- _Required work_
Could you render the whole listing below as a numbered list, dropping any blank lines and leaving out the pictures?

-------- Data shown --------

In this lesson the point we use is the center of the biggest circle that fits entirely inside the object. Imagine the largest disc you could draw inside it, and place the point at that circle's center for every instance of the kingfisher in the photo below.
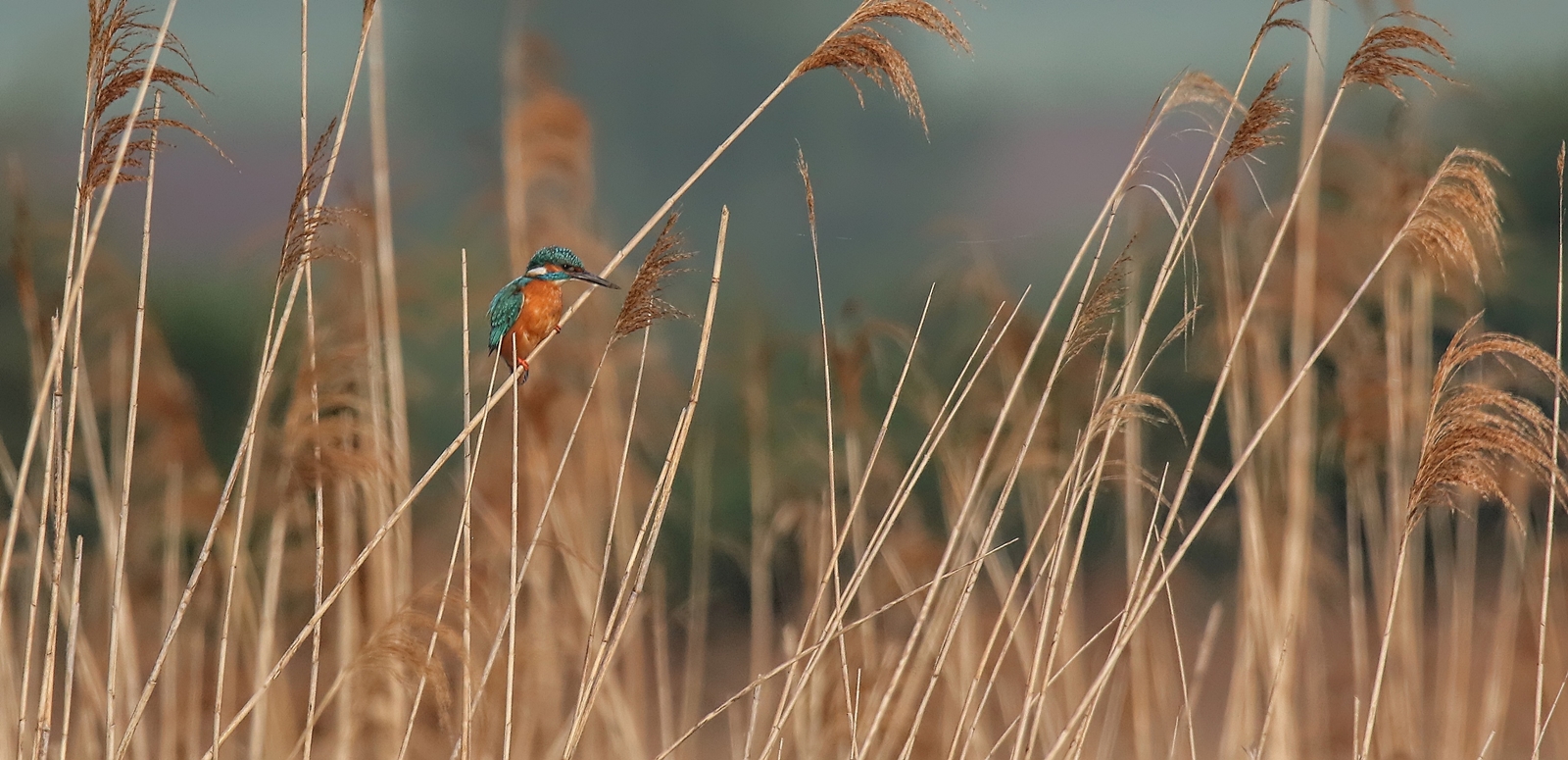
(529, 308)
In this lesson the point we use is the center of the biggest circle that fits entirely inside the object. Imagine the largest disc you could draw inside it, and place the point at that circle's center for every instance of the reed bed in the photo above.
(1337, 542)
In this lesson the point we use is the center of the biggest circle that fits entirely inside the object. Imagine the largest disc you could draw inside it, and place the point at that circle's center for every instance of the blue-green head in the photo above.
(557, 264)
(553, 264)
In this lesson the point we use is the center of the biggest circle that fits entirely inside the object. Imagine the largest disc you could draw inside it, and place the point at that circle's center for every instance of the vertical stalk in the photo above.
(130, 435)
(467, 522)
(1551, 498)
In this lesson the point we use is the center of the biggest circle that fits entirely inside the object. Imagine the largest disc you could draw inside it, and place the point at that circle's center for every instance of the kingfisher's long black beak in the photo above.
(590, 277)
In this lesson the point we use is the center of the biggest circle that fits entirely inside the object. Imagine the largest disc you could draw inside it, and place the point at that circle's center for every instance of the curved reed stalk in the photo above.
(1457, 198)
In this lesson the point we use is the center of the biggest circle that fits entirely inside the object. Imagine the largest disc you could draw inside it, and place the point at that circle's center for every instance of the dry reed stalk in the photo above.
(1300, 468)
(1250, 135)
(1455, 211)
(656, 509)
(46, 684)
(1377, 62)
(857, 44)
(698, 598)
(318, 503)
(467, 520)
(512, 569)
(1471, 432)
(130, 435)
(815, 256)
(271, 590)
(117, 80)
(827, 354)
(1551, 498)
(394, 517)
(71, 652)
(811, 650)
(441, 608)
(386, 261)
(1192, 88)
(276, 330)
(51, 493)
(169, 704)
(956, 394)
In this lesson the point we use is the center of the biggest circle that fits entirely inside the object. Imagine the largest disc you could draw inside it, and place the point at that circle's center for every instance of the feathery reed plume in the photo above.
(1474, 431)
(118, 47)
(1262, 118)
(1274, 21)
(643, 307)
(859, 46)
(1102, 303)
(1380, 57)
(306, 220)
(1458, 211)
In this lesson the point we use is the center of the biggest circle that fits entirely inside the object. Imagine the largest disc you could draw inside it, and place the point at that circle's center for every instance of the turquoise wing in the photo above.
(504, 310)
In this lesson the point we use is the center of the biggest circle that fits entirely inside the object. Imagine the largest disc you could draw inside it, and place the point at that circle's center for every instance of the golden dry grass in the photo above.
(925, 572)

--------

- _Complete response_
1. In this lesson the point we use is the center of the biggest circle that fits entirely inside the object. Imagine the largest disc you could draw inside it, and place the point at that circle's center for every instance of the kingfisher in the photo below.
2. (529, 308)
3. In this lesson the point we use is the center of the biggest circle that fits entirely inside the object. Imagine the largest disc you could draw inside it, and place the point at that circle's center for every instance of the reed bed in the photo above.
4. (1337, 542)
5. In this lesson the point we use is the center of the biggest circle that fits entirely inside the object. Imagine the largest disc you could draw inside it, and place the point at that circle's center for every instance of the blue-green head in the photo above.
6. (557, 264)
7. (553, 264)
8. In this lesson the point we use is the center of the biggest circle that fits entirely inside the object. Imagine the largest disc you could draw inside it, and place the point at that circle's center for every instance of the vertical stalk in the photo above.
9. (130, 435)
10. (467, 522)
11. (1551, 498)
12. In this lesson the point we use is the center of the biggest circle that fits entirely inside the object. Imagine the largest disc you could draw inside it, and place the point at that circle's center for every instance of the kingfisher's long black beak in the photo above.
13. (590, 277)
14. In this lesson the point we use is the center of the biggest circle that fits entirely inside the object. Imagine the largest disc you could draw inside it, and place the point at that circle's center for every instance of the curved reed stalk in the photo above.
15. (1457, 198)
16. In this lesson the point we use is the center of the biggest circle that fits entirely inside the object. Imagine the largest disc you could draw inside it, and place the point at that circle's center for every instance of the dry reed stalk in the photo above.
17. (1300, 468)
18. (1250, 135)
19. (1455, 211)
20. (656, 509)
21. (46, 684)
22. (1377, 62)
23. (857, 44)
24. (698, 598)
25. (318, 503)
26. (467, 520)
27. (512, 569)
28. (1471, 432)
29. (130, 435)
30. (815, 256)
31. (271, 590)
32. (117, 80)
33. (827, 354)
34. (1551, 498)
35. (394, 517)
36. (71, 652)
37. (811, 650)
38. (441, 608)
39. (386, 261)
40. (1192, 88)
41. (276, 330)
42. (51, 493)
43. (169, 704)
44. (956, 394)
45. In this lesson the point we use is the center of the biggest circle that fits entirely inside the object. Imagine the largest disc you could draw inside it, and place the point at that circle's center for every instance of the feathery reed plume in the photo above.
46. (1474, 431)
47. (118, 47)
48. (1262, 118)
49. (1274, 21)
50. (643, 307)
51. (859, 46)
52. (1102, 303)
53. (1380, 57)
54. (306, 220)
55. (1458, 211)
56. In this lesson the point we use is the center of the biggest circle that fits entirely inside the object. Imagine the largest disc you could draw inside it, and place the point at that circle's center for every instance of the turquoise wing in the photo above.
57. (504, 310)
58. In this lesson the point we use is the center of the biggest circle that fits entirely inside the object. Imagine the largest disc you could draw inside it, and place the point at that circle's center for every instance of the golden dry grass in the photo above.
59. (925, 572)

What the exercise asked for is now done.